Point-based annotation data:
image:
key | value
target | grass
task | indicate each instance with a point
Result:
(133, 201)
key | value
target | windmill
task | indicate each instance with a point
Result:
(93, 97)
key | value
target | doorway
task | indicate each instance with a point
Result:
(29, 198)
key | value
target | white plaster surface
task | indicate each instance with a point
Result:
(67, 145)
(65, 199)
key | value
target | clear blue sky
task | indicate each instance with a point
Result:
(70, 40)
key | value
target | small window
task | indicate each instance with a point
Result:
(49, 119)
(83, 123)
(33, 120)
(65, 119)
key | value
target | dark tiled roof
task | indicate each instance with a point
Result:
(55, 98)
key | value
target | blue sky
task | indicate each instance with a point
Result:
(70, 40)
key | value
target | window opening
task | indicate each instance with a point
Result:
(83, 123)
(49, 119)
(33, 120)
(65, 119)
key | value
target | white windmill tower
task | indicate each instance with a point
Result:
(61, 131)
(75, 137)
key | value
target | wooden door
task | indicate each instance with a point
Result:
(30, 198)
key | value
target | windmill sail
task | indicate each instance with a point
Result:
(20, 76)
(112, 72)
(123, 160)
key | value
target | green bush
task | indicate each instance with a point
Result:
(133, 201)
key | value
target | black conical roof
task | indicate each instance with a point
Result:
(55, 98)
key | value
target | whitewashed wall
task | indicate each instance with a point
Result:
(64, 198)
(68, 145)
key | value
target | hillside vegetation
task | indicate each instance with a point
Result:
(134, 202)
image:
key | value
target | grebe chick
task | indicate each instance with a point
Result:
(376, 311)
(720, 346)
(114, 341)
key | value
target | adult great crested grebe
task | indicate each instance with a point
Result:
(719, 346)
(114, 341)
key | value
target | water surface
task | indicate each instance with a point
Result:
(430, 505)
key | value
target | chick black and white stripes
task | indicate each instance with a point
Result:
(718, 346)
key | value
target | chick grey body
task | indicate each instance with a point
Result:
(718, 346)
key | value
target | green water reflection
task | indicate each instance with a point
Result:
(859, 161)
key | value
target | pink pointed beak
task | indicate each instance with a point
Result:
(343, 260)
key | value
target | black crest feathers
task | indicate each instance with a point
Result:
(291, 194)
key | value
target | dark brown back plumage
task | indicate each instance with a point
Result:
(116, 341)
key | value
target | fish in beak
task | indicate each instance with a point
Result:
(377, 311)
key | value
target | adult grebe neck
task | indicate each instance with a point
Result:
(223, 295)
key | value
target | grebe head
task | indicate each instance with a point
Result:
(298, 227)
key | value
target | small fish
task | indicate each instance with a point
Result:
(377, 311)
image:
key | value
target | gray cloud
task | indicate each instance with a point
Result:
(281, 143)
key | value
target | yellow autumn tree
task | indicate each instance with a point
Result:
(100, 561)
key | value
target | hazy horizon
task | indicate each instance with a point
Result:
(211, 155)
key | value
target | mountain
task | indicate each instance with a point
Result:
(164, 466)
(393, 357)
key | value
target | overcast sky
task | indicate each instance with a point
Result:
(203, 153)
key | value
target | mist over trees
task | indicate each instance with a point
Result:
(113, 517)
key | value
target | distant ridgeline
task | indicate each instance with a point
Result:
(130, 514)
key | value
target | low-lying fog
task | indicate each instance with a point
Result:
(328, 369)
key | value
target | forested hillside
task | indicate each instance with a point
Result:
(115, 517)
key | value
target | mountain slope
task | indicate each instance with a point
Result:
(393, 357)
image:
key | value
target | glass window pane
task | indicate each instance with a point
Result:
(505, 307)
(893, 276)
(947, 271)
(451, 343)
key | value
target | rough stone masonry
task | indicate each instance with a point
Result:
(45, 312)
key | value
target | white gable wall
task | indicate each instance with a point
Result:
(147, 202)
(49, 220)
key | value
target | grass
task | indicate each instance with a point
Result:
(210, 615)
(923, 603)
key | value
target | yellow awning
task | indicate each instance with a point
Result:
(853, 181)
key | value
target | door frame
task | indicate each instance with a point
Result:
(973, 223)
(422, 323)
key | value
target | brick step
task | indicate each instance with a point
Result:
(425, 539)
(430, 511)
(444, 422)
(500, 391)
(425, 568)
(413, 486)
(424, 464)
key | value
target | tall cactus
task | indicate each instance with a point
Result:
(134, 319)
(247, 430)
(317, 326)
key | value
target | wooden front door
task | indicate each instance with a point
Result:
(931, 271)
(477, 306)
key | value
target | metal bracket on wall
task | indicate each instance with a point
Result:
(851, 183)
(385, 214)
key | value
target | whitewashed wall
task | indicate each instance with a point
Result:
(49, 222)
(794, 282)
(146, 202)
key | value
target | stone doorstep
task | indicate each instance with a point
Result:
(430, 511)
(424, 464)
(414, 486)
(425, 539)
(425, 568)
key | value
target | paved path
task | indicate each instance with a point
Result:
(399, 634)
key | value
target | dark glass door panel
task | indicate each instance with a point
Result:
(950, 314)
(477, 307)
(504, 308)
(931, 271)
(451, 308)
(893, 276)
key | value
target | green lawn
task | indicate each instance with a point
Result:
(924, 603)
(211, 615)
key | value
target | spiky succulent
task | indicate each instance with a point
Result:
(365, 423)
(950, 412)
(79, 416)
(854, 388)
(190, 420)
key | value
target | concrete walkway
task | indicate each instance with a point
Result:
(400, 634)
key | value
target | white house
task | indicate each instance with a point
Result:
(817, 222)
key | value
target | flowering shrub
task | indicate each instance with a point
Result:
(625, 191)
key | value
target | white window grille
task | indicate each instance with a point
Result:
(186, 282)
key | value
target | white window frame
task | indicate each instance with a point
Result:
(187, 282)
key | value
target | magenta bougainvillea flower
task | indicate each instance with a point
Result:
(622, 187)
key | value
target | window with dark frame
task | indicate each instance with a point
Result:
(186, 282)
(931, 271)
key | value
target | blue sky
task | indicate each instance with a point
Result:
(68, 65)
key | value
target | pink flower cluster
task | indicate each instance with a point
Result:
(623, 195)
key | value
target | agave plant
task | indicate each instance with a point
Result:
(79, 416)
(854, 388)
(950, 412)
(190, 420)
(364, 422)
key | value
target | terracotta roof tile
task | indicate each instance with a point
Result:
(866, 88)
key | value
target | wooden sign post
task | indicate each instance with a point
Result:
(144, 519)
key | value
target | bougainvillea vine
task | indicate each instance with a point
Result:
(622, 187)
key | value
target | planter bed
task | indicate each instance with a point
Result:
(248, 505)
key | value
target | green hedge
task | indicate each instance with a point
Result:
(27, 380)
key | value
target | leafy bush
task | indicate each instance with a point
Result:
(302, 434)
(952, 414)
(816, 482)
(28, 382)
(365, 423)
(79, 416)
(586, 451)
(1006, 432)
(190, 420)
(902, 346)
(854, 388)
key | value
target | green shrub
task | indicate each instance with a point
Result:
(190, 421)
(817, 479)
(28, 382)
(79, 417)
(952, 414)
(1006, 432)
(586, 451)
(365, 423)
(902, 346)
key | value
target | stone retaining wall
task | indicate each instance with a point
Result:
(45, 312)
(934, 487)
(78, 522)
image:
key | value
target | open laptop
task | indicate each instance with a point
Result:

**REQUIREMENT**
Extract the listing in its entirety, matching it exactly.

**SOLUTION TO THIS TASK**
image:
key | value
target | grass
task | indicate each instance with a point
Result:
(133, 201)
key | value
target | windmill
task | indicate each instance with a point
Result:
(93, 97)
key | value
target | doorway
task | indicate each instance with a point
Result:
(29, 198)
key | value
target | white plaster surface
task | indicate each instance with a point
Result:
(67, 145)
(65, 199)
key | value
target | clear blue sky
task | indicate each instance with a point
Result:
(70, 40)
key | value
target | small window
task | indicate each instance with a point
Result:
(49, 119)
(83, 123)
(33, 120)
(65, 119)
key | value
target | dark tiled roof
task | indicate each instance with a point
Result:
(55, 98)
key | value
target | blue sky
task | indicate each instance with a point
Result:
(70, 40)
key | value
target | window opening
task | indicate each instance with a point
Result:
(83, 123)
(49, 119)
(33, 120)
(65, 119)
key | value
target | white windmill tower
task | indicate each instance with a point
Result:
(61, 131)
(75, 137)
key | value
target | wooden door
task | indicate each instance with a point
Result:
(30, 198)
key | value
target | windmill sail
task | indicate each instance with a point
Result:
(20, 76)
(112, 72)
(123, 160)
key | value
target | green bush
task | indicate each instance with a point
Result:
(133, 201)
key | value
target | black conical roof
task | indicate each instance with a point
Result:
(55, 98)
key | value
target | whitewashed wall
task | indicate each instance with a point
Result:
(64, 198)
(68, 145)
key | value
target | hillside vegetation
task | indicate each instance with a point
Result:
(134, 202)
image:
key | value
target | grebe chick
task | indicate each instance with a point
Result:
(376, 311)
(720, 346)
(114, 341)
key | value
target | adult great crested grebe
task | indicate each instance with a point
Result:
(719, 346)
(114, 341)
key | value
target | water surface
task | indicate each instance with a point
Result:
(430, 505)
key | value
target | chick black and white stripes
task | indicate each instance with a point
Result:
(718, 346)
key | value
target | chick grey body
task | indicate each instance with a point
Result:
(718, 346)
key | value
target | green water reflection
task | indicate each instance with a point
Result:
(859, 161)
key | value
target | pink pointed beak
task | indicate each instance with a point
Result:
(343, 260)
key | value
target | black crest feathers
task | indicate each instance with a point
Result:
(291, 194)
key | value
target | dark brown back plumage
task | indicate each instance with a point
Result:
(116, 341)
key | value
target | fish in beak
task | indicate each instance with a point
Result:
(377, 311)
key | value
target | adult grebe neck
task | indicate each instance with a point
Result:
(223, 295)
key | value
target | grebe head
task | indicate each instance with a point
Result:
(298, 227)
key | value
target | small fish
task | indicate each instance with a point
Result:
(377, 311)
image:
key | value
target | gray cloud
task | indicate each instance with a point
Result:
(281, 143)
key | value
target | yellow autumn tree
task | indicate each instance with a point
Result:
(100, 561)
key | value
target | hazy horizon
task | indicate each instance with a point
Result:
(211, 155)
key | value
target | mountain
task | indicate each instance with a point
Result:
(164, 466)
(393, 357)
key | value
target | overcast sky
task | indicate each instance with a point
Result:
(203, 153)
key | value
target | mist over trees
task | indicate each instance with a point
Result:
(113, 517)
key | value
target | distant ridgeline
task | indicate each instance with a point
Result:
(130, 514)
key | value
target | low-lying fog
task | indicate each instance with a point
Result:
(328, 369)
key | value
target | forested hillside
task | indicate each instance with a point
Result:
(115, 517)
key | value
target | mountain slope
task | indicate each instance with a point
Result:
(393, 357)
image:
key | value
target | glass window pane
task | indicate each instance with a point
Result:
(505, 307)
(893, 276)
(947, 271)
(451, 343)
key | value
target | rough stone masonry
task | indicate each instance with a point
Result:
(45, 312)
key | value
target | white gable wall
task | indicate each instance with a point
Result:
(147, 202)
(49, 220)
key | value
target | grass
task | indicate each instance with a point
Result:
(210, 615)
(923, 603)
key | value
target | yellow awning
task | indicate each instance with a point
Result:
(853, 181)
key | value
target | door frame
task | indicate each instance with a point
Result:
(973, 223)
(422, 323)
key | value
target | brick step
task | indicate each instance with a point
Result:
(425, 539)
(430, 511)
(444, 422)
(500, 391)
(425, 568)
(413, 486)
(424, 464)
key | value
target | tall cactus
task | indicate each instance with a point
Result:
(134, 319)
(247, 430)
(317, 326)
key | value
target | wooden front door
task | indicate each instance with a point
Result:
(931, 271)
(477, 306)
key | value
target | metal bracket on wall
task | indicate each instance with a point
Result:
(851, 183)
(385, 214)
key | value
target | whitewashed wall
task | indicate each instance with a point
Result:
(49, 222)
(794, 282)
(146, 202)
key | value
target | stone doorstep
task | indicate each instance with a point
Result:
(430, 511)
(424, 464)
(414, 486)
(425, 539)
(425, 568)
key | value
target | paved path
task | indicate each instance with a point
Result:
(399, 634)
key | value
target | dark glass door panel
task | indicate each instance with a point
Result:
(950, 314)
(477, 307)
(504, 308)
(931, 271)
(451, 308)
(893, 276)
key | value
target | green lawn
task | indicate each instance with a point
Result:
(924, 603)
(211, 615)
key | value
target | spiky succulent
task | indicate each instance with a point
Result:
(365, 423)
(950, 412)
(79, 416)
(854, 388)
(190, 420)
key | value
target | concrete walkway
task | indicate each instance with a point
Result:
(400, 634)
key | value
target | white house
task | indicate each instance with a point
Result:
(817, 222)
key | value
target | flowering shrub
task | indicate each instance with a point
Result:
(625, 191)
key | value
target | white window grille
task | indicate each instance with a point
Result:
(186, 282)
key | value
target | white window frame
task | indicate each instance with a point
Result:
(187, 282)
key | value
target | magenta bougainvillea flower
task | indicate each instance with a point
Result:
(622, 187)
key | value
target | window with dark frame
task | indicate each instance with a point
Result:
(186, 282)
(931, 271)
key | value
target | blue sky
task | indicate each instance with a point
Result:
(68, 65)
key | value
target | pink flower cluster
task | indicate each instance with a point
Result:
(623, 195)
key | value
target | agave plant
task | indicate each instance with a point
Result:
(79, 416)
(854, 388)
(950, 412)
(190, 420)
(364, 422)
key | value
target | terracotta roof tile
task | indicate each instance with a point
Result:
(866, 88)
key | value
target | wooden sign post
task | indicate each instance with a point
Result:
(144, 519)
key | value
target | bougainvillea vine
task | indicate each instance with a point
Result:
(622, 187)
key | value
target | planter bed
task | indicate each instance with a point
Result:
(248, 505)
key | value
target | green hedge
task | indicate each instance with a point
Result:
(27, 380)
key | value
target | leafy bush
task | indicate each instance with a point
Result:
(302, 434)
(952, 414)
(816, 482)
(28, 382)
(365, 423)
(79, 416)
(586, 451)
(1006, 432)
(190, 420)
(902, 346)
(854, 388)
key | value
target | green shrub
task | indicate each instance with a point
Result:
(190, 421)
(817, 479)
(28, 382)
(79, 417)
(952, 414)
(1006, 432)
(586, 451)
(365, 423)
(902, 346)
key | value
target | stone retaining wall
task | indicate each instance with a point
Result:
(45, 312)
(934, 487)
(78, 522)
image:
key | value
target | open laptop
task | indicate each instance with a point
Result:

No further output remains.